Stored dataset items:
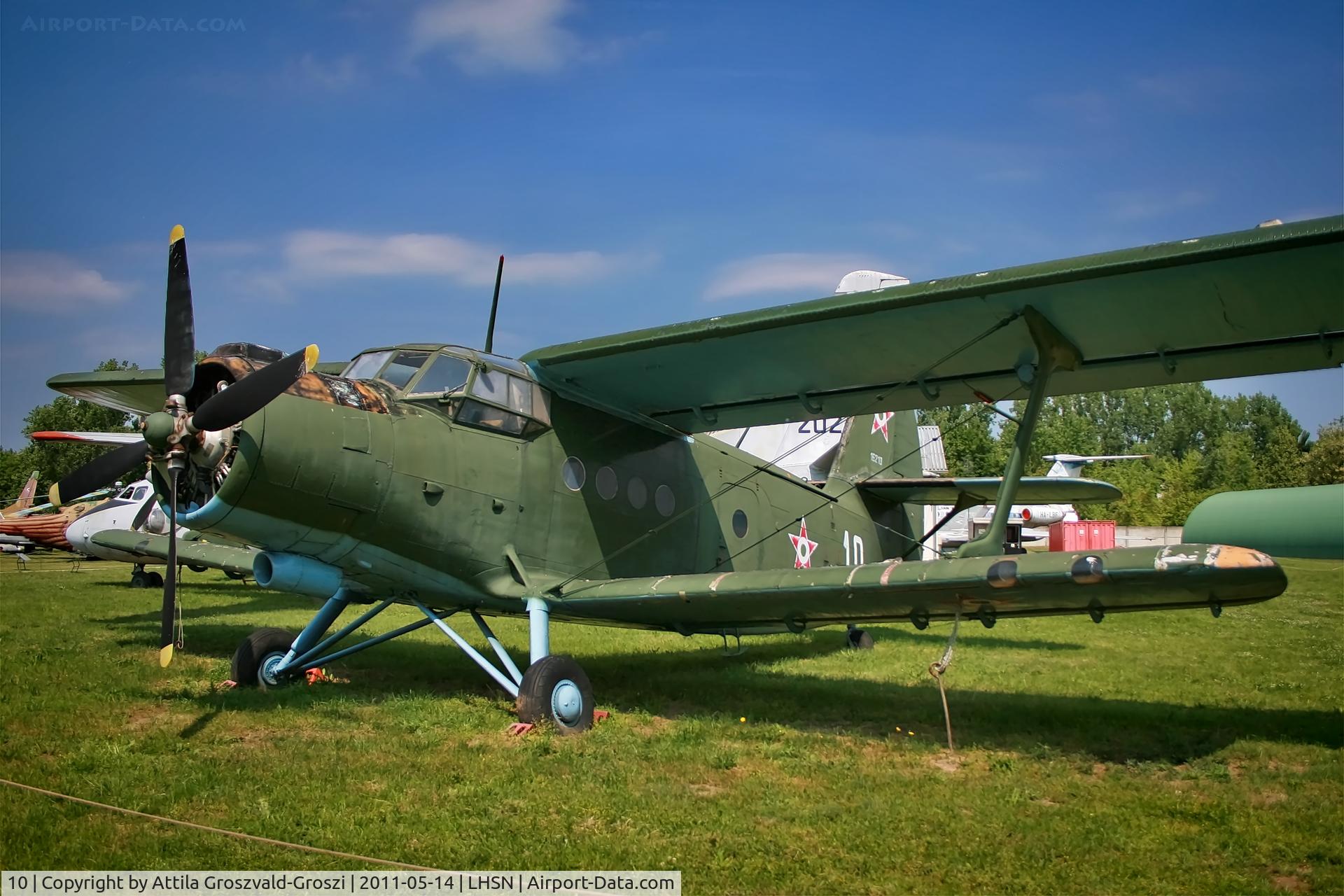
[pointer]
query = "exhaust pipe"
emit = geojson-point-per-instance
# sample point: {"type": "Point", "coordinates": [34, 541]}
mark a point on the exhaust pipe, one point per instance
{"type": "Point", "coordinates": [298, 574]}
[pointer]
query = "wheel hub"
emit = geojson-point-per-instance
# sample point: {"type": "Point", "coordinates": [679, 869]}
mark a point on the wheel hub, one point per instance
{"type": "Point", "coordinates": [268, 669]}
{"type": "Point", "coordinates": [566, 701]}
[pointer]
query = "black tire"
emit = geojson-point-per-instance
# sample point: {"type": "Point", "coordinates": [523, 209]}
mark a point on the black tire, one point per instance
{"type": "Point", "coordinates": [253, 650]}
{"type": "Point", "coordinates": [858, 640]}
{"type": "Point", "coordinates": [540, 690]}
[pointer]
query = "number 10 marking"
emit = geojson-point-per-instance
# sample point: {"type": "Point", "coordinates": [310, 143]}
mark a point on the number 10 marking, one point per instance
{"type": "Point", "coordinates": [853, 550]}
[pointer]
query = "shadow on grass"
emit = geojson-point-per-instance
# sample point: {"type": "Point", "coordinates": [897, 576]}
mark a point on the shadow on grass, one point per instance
{"type": "Point", "coordinates": [698, 684]}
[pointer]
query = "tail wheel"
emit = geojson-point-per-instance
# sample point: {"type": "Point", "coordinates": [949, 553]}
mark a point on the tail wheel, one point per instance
{"type": "Point", "coordinates": [858, 640]}
{"type": "Point", "coordinates": [556, 690]}
{"type": "Point", "coordinates": [257, 657]}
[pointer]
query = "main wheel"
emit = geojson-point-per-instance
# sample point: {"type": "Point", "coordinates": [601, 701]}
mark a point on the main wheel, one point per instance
{"type": "Point", "coordinates": [858, 640]}
{"type": "Point", "coordinates": [257, 657]}
{"type": "Point", "coordinates": [556, 690]}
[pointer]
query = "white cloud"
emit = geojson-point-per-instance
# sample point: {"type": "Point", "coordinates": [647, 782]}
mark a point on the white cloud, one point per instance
{"type": "Point", "coordinates": [783, 273]}
{"type": "Point", "coordinates": [498, 35]}
{"type": "Point", "coordinates": [1142, 206]}
{"type": "Point", "coordinates": [54, 282]}
{"type": "Point", "coordinates": [335, 76]}
{"type": "Point", "coordinates": [332, 254]}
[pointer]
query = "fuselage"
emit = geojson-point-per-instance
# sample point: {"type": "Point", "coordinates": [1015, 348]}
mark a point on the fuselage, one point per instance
{"type": "Point", "coordinates": [417, 495]}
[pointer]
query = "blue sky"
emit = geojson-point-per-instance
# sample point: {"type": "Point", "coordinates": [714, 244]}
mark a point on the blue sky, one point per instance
{"type": "Point", "coordinates": [347, 172]}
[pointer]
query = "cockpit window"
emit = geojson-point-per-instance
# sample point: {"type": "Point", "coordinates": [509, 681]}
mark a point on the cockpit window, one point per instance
{"type": "Point", "coordinates": [445, 374]}
{"type": "Point", "coordinates": [491, 418]}
{"type": "Point", "coordinates": [402, 368]}
{"type": "Point", "coordinates": [366, 365]}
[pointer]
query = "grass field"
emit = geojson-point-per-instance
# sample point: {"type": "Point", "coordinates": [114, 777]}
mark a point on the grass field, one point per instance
{"type": "Point", "coordinates": [1167, 752]}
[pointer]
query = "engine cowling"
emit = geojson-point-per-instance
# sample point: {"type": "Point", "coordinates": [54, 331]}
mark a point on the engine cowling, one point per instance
{"type": "Point", "coordinates": [1042, 514]}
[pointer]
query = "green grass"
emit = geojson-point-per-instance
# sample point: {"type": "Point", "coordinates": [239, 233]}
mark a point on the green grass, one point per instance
{"type": "Point", "coordinates": [1154, 752]}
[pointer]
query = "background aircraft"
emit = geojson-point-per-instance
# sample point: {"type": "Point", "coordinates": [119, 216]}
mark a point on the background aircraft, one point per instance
{"type": "Point", "coordinates": [24, 498]}
{"type": "Point", "coordinates": [575, 484]}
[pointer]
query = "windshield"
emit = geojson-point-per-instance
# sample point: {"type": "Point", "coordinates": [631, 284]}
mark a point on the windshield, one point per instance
{"type": "Point", "coordinates": [402, 368]}
{"type": "Point", "coordinates": [445, 374]}
{"type": "Point", "coordinates": [366, 365]}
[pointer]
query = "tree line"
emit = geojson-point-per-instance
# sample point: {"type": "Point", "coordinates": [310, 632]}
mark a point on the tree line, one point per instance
{"type": "Point", "coordinates": [1200, 444]}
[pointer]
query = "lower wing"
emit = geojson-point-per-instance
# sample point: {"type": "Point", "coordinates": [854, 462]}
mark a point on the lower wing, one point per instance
{"type": "Point", "coordinates": [1032, 584]}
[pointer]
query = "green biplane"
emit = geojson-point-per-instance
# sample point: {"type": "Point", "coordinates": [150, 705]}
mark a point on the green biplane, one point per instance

# Exercise objective
Lines in the records that hold "biplane" should be tallied, with the total given on its own.

# Output for this exercise
2